* EXERCISE DETAILS *
Exactly repeat the material, dropping only the pictures.

* DATASET CONTENT *
---*---
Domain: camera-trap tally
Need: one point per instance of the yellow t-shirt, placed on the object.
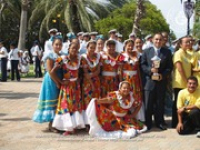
(183, 57)
(197, 66)
(185, 98)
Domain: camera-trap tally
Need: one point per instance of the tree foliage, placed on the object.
(122, 19)
(196, 27)
(75, 15)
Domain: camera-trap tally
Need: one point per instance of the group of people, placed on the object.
(18, 61)
(15, 61)
(112, 89)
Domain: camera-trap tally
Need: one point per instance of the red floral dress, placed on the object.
(131, 73)
(70, 95)
(90, 91)
(116, 117)
(109, 74)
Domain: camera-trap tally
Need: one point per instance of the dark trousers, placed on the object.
(190, 121)
(154, 104)
(38, 72)
(3, 69)
(174, 108)
(14, 69)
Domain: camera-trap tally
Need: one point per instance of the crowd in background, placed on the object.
(87, 66)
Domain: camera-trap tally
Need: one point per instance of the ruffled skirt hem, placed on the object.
(41, 116)
(67, 122)
(97, 131)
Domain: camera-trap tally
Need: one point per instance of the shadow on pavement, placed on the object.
(16, 119)
(2, 114)
(13, 95)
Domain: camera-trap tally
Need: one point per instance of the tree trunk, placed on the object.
(75, 18)
(138, 15)
(23, 25)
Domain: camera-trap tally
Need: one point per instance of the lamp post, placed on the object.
(188, 7)
(57, 21)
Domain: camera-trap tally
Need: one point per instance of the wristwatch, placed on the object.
(184, 108)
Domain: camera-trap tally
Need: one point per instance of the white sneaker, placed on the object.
(198, 134)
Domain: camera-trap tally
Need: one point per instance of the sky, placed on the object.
(173, 12)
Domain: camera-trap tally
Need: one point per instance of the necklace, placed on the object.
(94, 63)
(69, 63)
(121, 101)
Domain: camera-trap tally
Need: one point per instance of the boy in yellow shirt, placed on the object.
(188, 105)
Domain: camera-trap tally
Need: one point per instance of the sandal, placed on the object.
(54, 130)
(66, 133)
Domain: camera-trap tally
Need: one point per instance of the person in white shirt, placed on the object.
(3, 57)
(48, 44)
(83, 45)
(148, 43)
(38, 52)
(119, 41)
(14, 58)
(93, 35)
(25, 60)
(132, 36)
(112, 34)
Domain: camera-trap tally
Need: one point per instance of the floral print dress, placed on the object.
(114, 121)
(109, 73)
(69, 114)
(90, 89)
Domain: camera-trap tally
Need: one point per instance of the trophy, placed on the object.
(155, 64)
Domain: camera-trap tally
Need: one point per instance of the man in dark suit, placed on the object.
(155, 87)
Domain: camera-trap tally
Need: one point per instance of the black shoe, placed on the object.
(162, 127)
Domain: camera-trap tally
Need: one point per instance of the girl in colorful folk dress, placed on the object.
(114, 121)
(69, 115)
(50, 87)
(131, 73)
(110, 66)
(100, 45)
(91, 68)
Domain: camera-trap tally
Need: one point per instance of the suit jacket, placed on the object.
(165, 68)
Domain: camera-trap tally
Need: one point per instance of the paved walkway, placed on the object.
(18, 132)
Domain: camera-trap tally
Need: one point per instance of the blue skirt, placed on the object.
(47, 102)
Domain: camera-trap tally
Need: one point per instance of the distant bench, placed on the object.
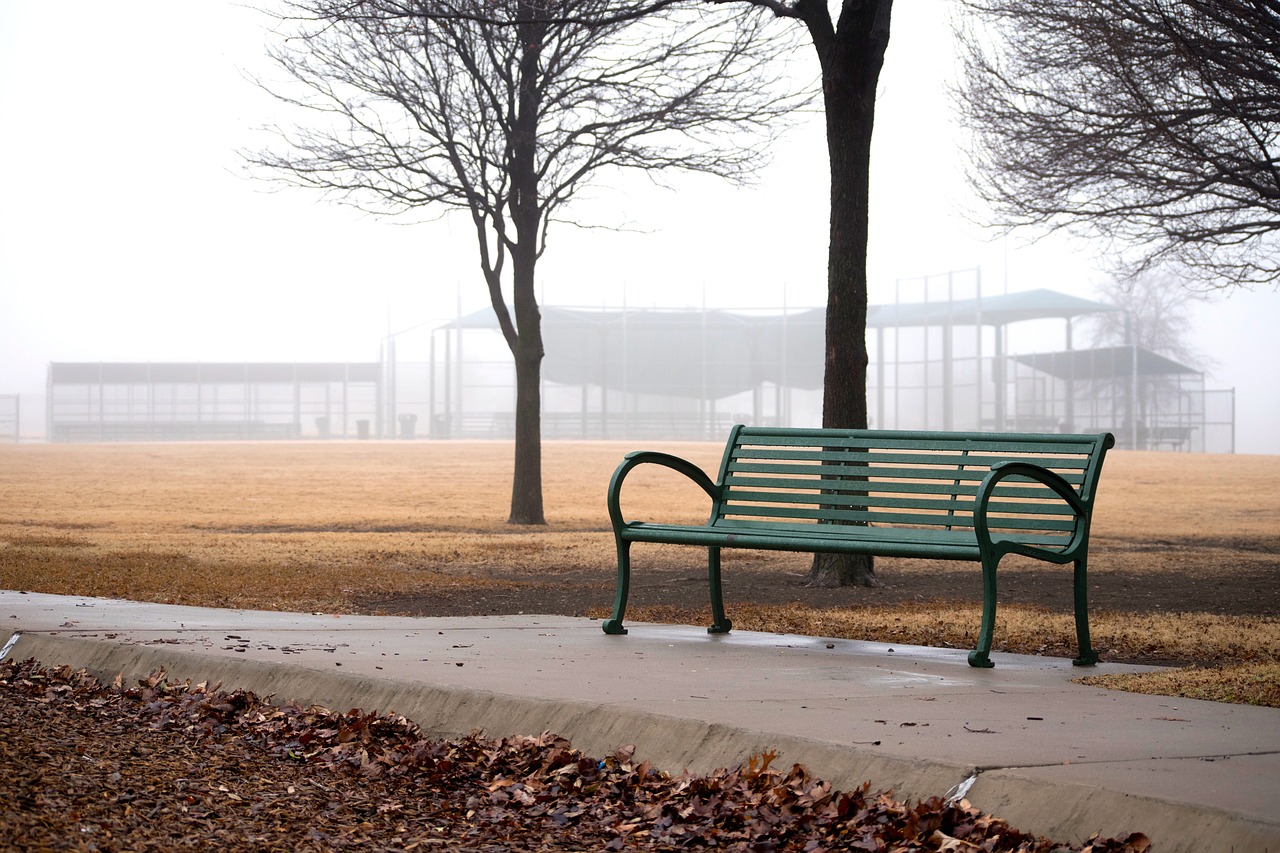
(945, 496)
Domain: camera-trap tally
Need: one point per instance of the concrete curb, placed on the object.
(1028, 798)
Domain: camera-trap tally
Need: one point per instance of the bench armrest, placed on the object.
(1004, 470)
(653, 457)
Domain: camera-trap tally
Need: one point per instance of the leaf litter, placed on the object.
(167, 765)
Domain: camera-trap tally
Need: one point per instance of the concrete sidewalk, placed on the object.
(1048, 756)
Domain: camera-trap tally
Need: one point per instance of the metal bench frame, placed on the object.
(932, 495)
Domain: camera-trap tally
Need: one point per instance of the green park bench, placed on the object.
(932, 495)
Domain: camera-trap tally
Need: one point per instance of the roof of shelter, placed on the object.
(714, 354)
(1105, 363)
(988, 310)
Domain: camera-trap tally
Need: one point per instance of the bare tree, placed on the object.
(850, 50)
(1153, 123)
(507, 118)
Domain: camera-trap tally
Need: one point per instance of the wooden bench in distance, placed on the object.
(933, 495)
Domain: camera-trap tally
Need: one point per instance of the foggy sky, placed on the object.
(128, 231)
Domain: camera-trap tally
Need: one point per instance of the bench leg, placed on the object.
(981, 656)
(613, 625)
(1087, 655)
(720, 624)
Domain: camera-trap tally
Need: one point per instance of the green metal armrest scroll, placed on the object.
(613, 625)
(993, 548)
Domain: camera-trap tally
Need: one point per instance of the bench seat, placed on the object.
(942, 496)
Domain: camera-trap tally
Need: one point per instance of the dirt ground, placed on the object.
(417, 528)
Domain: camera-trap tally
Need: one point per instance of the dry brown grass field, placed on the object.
(1184, 556)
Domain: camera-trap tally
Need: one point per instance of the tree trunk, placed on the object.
(526, 484)
(851, 60)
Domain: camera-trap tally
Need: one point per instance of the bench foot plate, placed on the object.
(981, 660)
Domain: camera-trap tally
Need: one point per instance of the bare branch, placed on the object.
(1153, 123)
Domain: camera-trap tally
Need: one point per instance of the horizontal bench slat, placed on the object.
(1051, 505)
(951, 459)
(1001, 445)
(963, 491)
(841, 474)
(894, 519)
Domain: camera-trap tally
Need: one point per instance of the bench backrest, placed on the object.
(794, 478)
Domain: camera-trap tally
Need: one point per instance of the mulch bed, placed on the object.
(163, 766)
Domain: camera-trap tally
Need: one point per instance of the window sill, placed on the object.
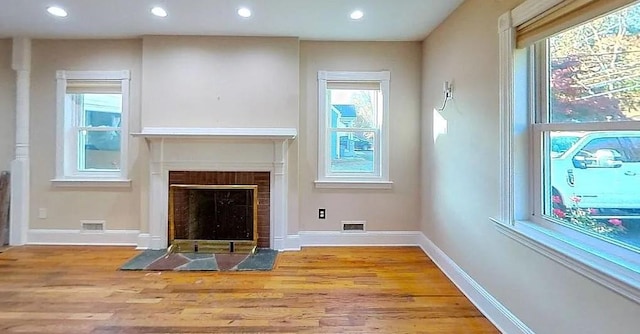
(614, 273)
(91, 183)
(353, 184)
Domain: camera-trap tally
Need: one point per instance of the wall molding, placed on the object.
(78, 237)
(497, 313)
(371, 238)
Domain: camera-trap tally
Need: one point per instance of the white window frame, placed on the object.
(380, 179)
(614, 267)
(67, 172)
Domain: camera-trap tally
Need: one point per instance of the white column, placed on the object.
(279, 191)
(19, 212)
(158, 197)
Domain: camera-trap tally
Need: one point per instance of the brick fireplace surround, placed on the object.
(223, 156)
(260, 179)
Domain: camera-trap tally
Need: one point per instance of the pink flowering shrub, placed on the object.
(582, 218)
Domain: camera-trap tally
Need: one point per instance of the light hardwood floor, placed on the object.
(46, 289)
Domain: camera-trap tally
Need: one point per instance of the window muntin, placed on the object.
(98, 130)
(586, 121)
(92, 125)
(354, 126)
(353, 122)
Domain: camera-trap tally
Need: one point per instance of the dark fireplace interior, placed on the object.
(213, 212)
(222, 206)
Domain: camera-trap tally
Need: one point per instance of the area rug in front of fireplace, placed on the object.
(158, 260)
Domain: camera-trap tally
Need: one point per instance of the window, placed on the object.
(570, 83)
(353, 140)
(92, 126)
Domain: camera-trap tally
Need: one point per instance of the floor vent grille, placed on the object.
(353, 226)
(92, 226)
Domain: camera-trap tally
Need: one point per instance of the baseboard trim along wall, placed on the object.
(372, 238)
(499, 315)
(79, 237)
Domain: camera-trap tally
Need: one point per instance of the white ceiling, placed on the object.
(384, 20)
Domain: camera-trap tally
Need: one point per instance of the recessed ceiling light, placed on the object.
(159, 11)
(57, 11)
(244, 12)
(356, 15)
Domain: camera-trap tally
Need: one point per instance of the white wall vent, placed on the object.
(92, 225)
(354, 226)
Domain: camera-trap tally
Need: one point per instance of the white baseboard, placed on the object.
(78, 237)
(371, 238)
(499, 315)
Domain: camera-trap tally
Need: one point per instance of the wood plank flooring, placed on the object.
(47, 289)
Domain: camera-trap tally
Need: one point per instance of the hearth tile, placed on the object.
(169, 262)
(200, 264)
(142, 260)
(197, 256)
(229, 261)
---*---
* WORKED ANSWER *
Domain: camera-trap tally
Need: one point per instance of the yellow t-shirt, placed on the object.
(183, 57)
(197, 66)
(185, 98)
Domain: camera-trap tally
Need: one point per instance of the tree foliage, placed on the object.
(122, 19)
(196, 27)
(75, 15)
Domain: camera-trap tally
Need: one point per instance of the group of people, placed on the object.
(18, 61)
(15, 61)
(112, 89)
Domain: camera-trap tally
Need: one point per instance of the red floral dress, placed on the object.
(131, 73)
(70, 95)
(90, 91)
(116, 117)
(109, 74)
Domain: camera-trap tally
Need: one point per instance of the dark trousers, placed on the object.
(190, 121)
(154, 104)
(38, 72)
(3, 69)
(174, 108)
(14, 69)
Domain: camera-trap tally
Need: one point per instance of the crowd in background, placed on the object.
(87, 66)
Domain: camera-trap tally
Need: one point per instance of the ruffled skirt hem, placed on the object.
(41, 116)
(67, 122)
(97, 131)
Domain: camera-trap tally
Need: one point per instance of the shadow on pavement, placed on the object.
(16, 119)
(2, 114)
(13, 95)
Domain: camera-trap tally
Need: one point per instance of the tree trunk, placed on the object.
(75, 18)
(138, 15)
(23, 25)
Domain: camera-trap tally
Need: one point per instance of the lamp post, placed on the object.
(188, 7)
(57, 21)
Domain: camera-trap tally
Need: one point per instance of the wristwatch, placed on the object.
(184, 108)
Domain: camera-trap tally
Need: one point per instance of the white sneaker, placed on the object.
(198, 134)
Domain: camera-trap tally
Need: one point per instance of the sky, placed on the object.
(173, 12)
Domain: camera-trap tally
Need: one point per instance of the necklace, placed on the object.
(94, 63)
(69, 63)
(121, 101)
Domain: camera-trap tally
Need: one point per instance of the boy in yellow shirt, placed on the object.
(188, 105)
Domain: camera-trap tally
Need: one point per instance of the sandal, placed on the object.
(54, 130)
(66, 133)
Domain: camera-trap tally
Need: one point per instance of the person in white shirt, placed on the object.
(3, 57)
(48, 44)
(83, 45)
(148, 43)
(38, 52)
(119, 41)
(14, 58)
(93, 35)
(25, 60)
(132, 36)
(112, 34)
Domain: camera-trap tally
Need: one point per instance of the floral print dress, placed on the object.
(114, 121)
(109, 73)
(69, 114)
(90, 89)
Domain: camera-trap tally
Need: one point per instance of the trophy, placed on the object.
(155, 64)
Domain: camera-trap tally
Need: one point per instance of the man in dark suit, placed on the object.
(155, 87)
Domain: camera-trap tally
Need: one point per instance of the black shoe, placed on the object.
(162, 127)
Domain: camera-trap tally
Need: one point per instance of the girl in colorful folk dress, placed on the object.
(114, 121)
(69, 115)
(50, 87)
(131, 73)
(110, 66)
(100, 45)
(91, 68)
Domain: camera-trap tally
Need: one point per instance of the suit jacket, placed on the object.
(165, 68)
Domain: camera-trap tally
Need: one point per instance of the paved walkway, placed on the object.
(18, 132)
Domain: camera-trap tally
Need: one point per instance of the blue skirt, placed on the object.
(47, 102)
Domain: camera-trap tally
Need: one point per instance of the distant bench, placed on the object.
(945, 496)
Domain: camera-trap tally
Need: one point per instance of the concrete curb, placed on the object.
(1028, 798)
Domain: camera-trap tally
Need: one point per instance of the bench armrest, placed on the object.
(1004, 470)
(653, 457)
Domain: camera-trap tally
Need: one point per instance of the leaf litter, placed on the object.
(167, 765)
Domain: camera-trap tally
Need: one point per instance of the concrete sidewalk, placed on the object.
(1048, 756)
Domain: camera-trap tally
Need: one point per instance of the metal bench frame, placed on the object.
(932, 495)
Domain: camera-trap tally
Need: one point per instance of the green park bench, placed on the object.
(932, 495)
Domain: camera-trap tally
Need: one point per instance of the roof of shelter, placed on the object.
(714, 354)
(1105, 363)
(988, 310)
Domain: camera-trap tally
Need: one point per instance of the bare tree, placed on the object.
(850, 50)
(1153, 123)
(507, 118)
Domain: camera-trap tally
Need: one point per instance of the wooden bench in distance, placed on the object.
(933, 495)
Domain: camera-trap tally
Need: one point per instance of the foggy sky, placed on the object.
(128, 231)
Domain: camera-trap tally
Need: one point per instance of the bench leg, placed on the object.
(981, 656)
(613, 625)
(1087, 655)
(720, 624)
Domain: camera-trap tally
Need: one point per instance of the green metal armrest scroll, placed on the object.
(613, 625)
(993, 548)
Domain: camera-trap tally
Need: one point per instance of the bench seat, placed on the object.
(942, 496)
Domain: camera-trap tally
Need: one point per instance of the dirt ground, placed on the object.
(417, 528)
Domain: camera-trap tally
Need: one point per instance of the dry brown grass field, placed on the object.
(1184, 556)
Domain: camera-trap tally
Need: one point per instance of the tree trunk, placed on the object.
(526, 484)
(851, 60)
Domain: camera-trap tally
Need: one point per instance of the bench foot plate, placed on the object.
(981, 660)
Domain: camera-trap tally
Need: one point per instance of the bare branch, placed on the object.
(1153, 123)
Domain: camera-trap tally
Need: one point per instance of the horizontal bench slat, placed on the object.
(1051, 505)
(951, 459)
(1001, 445)
(963, 491)
(841, 474)
(894, 519)
Domain: camera-trap tally
Need: one point per instance of the bench backrest, placed on the object.
(794, 478)
Domain: camera-trap tally
Need: one point per instance of the mulch bed, placed on the object.
(163, 766)
Domain: camera-trap tally
Need: one point per instance of the window sill, placed on the object.
(614, 273)
(91, 183)
(353, 184)
Domain: camera-trap tally
Need: one point per instance of the wall molding, placed on the object.
(78, 237)
(497, 313)
(371, 238)
Domain: camera-trap tally
Need: one point per instance of the white window frame, placed on the object.
(380, 179)
(614, 267)
(67, 172)
Domain: camera-trap tally
Need: one point per instance of the white column, placed on the object.
(279, 191)
(19, 212)
(158, 197)
Domain: camera-trap tally
Need: one point per instance of the brick fireplace surround, placed on the object.
(223, 156)
(260, 179)
Domain: camera-trap tally
Need: one point per instance of the pink flowering shrub, placed on the object.
(582, 218)
Domain: camera-trap tally
Need: one point per instance of the light hardwood floor, placed on the object.
(46, 289)
Domain: camera-trap tally
Need: one point per instance of the window muntin, placed on the object.
(98, 130)
(586, 121)
(92, 125)
(354, 126)
(353, 122)
Domain: camera-trap tally
Need: one point per instance of the dark fireplace interior, placed on the object.
(213, 212)
(222, 206)
Domain: camera-trap tally
Need: one point per instance of the area rug in front of fireplace, placed on the object.
(158, 260)
Domain: camera-trap tally
Need: one point per instance of the window, placed on the object.
(570, 83)
(353, 140)
(92, 126)
Domain: camera-trap tally
Need: one point per instance of the floor vent grille, placed on the object.
(353, 226)
(92, 226)
Domain: camera-trap tally
Need: one point per instance of the baseboard trim along wall, placed on the object.
(372, 238)
(499, 315)
(79, 237)
Domain: camera-trap tally
Need: one point per instance of the white ceiling, placed on the object.
(384, 20)
Domain: camera-trap tally
Need: one point per instance of the recessed ceiling light, placed on the object.
(159, 11)
(57, 11)
(244, 12)
(356, 15)
Domain: camera-trap tally
Need: one point per instance of the white wall vent, placed on the object.
(92, 225)
(354, 226)
Domain: camera-trap tally
Need: one point per instance of the white baseboard, placed on the object.
(78, 237)
(371, 238)
(499, 315)
Domain: camera-trap tally
Need: one point per instance of the wood plank flooring, placed on the object.
(47, 289)
Domain: camera-trap tally
Need: one point per instance of the hearth tile, placed on the object.
(169, 262)
(200, 264)
(142, 260)
(197, 256)
(229, 261)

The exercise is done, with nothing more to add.